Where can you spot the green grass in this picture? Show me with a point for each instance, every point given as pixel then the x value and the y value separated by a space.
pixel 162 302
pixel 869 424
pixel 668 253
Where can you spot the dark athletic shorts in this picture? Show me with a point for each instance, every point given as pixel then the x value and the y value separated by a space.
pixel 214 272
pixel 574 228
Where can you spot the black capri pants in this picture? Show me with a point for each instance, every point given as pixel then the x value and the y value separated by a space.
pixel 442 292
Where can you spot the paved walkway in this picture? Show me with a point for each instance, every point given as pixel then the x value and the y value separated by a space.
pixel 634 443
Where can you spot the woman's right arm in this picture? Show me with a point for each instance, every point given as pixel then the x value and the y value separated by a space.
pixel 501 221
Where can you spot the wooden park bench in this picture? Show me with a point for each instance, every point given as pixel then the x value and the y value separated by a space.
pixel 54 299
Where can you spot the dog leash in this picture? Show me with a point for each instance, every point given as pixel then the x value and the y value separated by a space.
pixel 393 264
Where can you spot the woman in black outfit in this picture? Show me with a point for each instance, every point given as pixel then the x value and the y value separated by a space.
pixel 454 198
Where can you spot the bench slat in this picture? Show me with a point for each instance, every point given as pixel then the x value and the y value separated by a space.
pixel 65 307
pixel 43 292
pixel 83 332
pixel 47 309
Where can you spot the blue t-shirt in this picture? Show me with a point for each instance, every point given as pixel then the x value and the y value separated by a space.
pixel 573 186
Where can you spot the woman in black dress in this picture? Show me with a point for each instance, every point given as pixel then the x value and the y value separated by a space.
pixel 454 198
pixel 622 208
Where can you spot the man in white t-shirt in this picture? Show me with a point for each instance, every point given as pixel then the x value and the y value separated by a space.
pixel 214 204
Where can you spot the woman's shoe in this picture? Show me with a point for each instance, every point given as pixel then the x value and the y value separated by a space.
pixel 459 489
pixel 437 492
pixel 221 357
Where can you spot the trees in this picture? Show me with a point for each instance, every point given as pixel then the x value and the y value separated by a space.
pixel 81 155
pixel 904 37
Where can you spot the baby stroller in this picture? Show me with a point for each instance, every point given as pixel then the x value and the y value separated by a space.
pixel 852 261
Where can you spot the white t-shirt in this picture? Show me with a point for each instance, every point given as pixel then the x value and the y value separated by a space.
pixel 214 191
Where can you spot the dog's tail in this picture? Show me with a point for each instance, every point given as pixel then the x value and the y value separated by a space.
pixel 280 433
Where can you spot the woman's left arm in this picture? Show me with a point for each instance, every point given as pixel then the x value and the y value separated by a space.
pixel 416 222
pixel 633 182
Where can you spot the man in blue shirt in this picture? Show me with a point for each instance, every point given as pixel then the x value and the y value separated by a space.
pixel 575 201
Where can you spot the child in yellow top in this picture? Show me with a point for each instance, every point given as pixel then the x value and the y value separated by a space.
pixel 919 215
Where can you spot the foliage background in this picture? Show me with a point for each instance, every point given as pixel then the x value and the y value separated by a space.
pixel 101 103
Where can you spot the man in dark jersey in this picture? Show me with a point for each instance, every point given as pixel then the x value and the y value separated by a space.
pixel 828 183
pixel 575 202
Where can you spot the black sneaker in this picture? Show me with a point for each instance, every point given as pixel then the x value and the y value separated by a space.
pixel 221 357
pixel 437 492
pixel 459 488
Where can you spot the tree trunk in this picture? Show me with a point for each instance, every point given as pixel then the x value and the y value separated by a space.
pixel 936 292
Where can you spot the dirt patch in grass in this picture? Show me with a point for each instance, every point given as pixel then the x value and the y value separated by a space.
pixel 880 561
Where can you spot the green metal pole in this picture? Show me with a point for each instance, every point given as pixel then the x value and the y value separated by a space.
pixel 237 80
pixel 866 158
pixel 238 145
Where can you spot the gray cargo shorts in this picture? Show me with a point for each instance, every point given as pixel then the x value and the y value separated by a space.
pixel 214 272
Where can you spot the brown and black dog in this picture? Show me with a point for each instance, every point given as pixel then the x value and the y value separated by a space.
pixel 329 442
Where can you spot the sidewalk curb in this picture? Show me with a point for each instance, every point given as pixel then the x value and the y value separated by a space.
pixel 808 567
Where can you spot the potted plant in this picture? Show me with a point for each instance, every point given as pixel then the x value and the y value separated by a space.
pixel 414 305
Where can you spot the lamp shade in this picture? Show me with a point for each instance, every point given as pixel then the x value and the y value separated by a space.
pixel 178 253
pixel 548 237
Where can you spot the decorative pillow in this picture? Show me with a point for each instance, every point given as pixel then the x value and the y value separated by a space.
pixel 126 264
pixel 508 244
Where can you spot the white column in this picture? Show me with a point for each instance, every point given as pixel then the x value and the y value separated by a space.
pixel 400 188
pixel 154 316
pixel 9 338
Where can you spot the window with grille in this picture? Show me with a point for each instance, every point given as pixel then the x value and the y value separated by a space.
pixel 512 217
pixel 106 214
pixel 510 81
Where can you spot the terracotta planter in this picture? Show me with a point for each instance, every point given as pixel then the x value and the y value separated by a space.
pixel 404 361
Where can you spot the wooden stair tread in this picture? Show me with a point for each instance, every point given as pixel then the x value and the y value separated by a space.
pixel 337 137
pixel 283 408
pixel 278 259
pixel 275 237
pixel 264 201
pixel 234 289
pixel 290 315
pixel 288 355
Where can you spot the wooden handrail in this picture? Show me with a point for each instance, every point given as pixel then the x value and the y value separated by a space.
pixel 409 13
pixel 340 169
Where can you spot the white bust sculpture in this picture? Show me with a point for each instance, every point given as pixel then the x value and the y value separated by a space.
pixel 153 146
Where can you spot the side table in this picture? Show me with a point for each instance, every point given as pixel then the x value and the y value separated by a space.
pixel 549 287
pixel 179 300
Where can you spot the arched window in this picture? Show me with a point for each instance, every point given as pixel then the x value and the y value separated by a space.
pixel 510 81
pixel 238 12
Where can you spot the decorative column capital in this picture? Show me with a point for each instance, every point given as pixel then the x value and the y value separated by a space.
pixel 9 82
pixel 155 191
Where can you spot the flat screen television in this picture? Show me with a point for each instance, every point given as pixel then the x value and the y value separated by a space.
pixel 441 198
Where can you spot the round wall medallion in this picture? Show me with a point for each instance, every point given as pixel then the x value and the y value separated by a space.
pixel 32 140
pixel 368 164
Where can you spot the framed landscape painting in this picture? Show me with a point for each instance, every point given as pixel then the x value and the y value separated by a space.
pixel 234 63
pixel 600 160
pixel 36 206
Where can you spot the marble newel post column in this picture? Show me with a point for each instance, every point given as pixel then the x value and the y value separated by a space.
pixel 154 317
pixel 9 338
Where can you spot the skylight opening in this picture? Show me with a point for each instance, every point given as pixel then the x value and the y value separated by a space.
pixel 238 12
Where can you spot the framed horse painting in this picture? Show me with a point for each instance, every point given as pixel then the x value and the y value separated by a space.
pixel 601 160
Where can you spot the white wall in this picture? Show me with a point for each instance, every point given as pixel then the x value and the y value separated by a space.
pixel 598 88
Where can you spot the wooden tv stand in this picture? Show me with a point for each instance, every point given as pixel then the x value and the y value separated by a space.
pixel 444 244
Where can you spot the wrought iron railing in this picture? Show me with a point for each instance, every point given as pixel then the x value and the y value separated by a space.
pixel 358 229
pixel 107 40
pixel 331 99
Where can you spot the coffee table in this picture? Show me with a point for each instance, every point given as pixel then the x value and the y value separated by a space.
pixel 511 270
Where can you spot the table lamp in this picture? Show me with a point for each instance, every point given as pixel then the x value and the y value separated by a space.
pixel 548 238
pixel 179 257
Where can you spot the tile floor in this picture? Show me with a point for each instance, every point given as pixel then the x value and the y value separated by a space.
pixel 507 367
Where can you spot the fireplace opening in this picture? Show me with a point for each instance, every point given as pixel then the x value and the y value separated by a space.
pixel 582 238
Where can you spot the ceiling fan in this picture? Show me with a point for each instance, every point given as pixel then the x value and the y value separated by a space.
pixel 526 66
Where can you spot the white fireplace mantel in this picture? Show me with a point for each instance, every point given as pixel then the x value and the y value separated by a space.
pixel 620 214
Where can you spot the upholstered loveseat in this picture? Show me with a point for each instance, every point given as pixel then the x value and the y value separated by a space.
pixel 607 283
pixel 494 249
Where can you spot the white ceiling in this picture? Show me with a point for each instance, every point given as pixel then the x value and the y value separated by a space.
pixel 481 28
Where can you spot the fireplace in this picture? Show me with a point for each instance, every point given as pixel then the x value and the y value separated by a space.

■ ■ ■ ■

— AIM OF THE TASK —
Please restate word for word the lines of the material above, beginning with the one that holds "Where can you spot the white ceiling" and ending with the last.

— TASK ANSWER —
Where can you spot the white ceiling in this picture? Show me with a point for each instance, every point given as pixel then the x value and the y value separated by a space.
pixel 481 28
Where can you spot the fireplace in this picture? Show me with a point for each instance, every point given as pixel then the x value and the y value separated by a space.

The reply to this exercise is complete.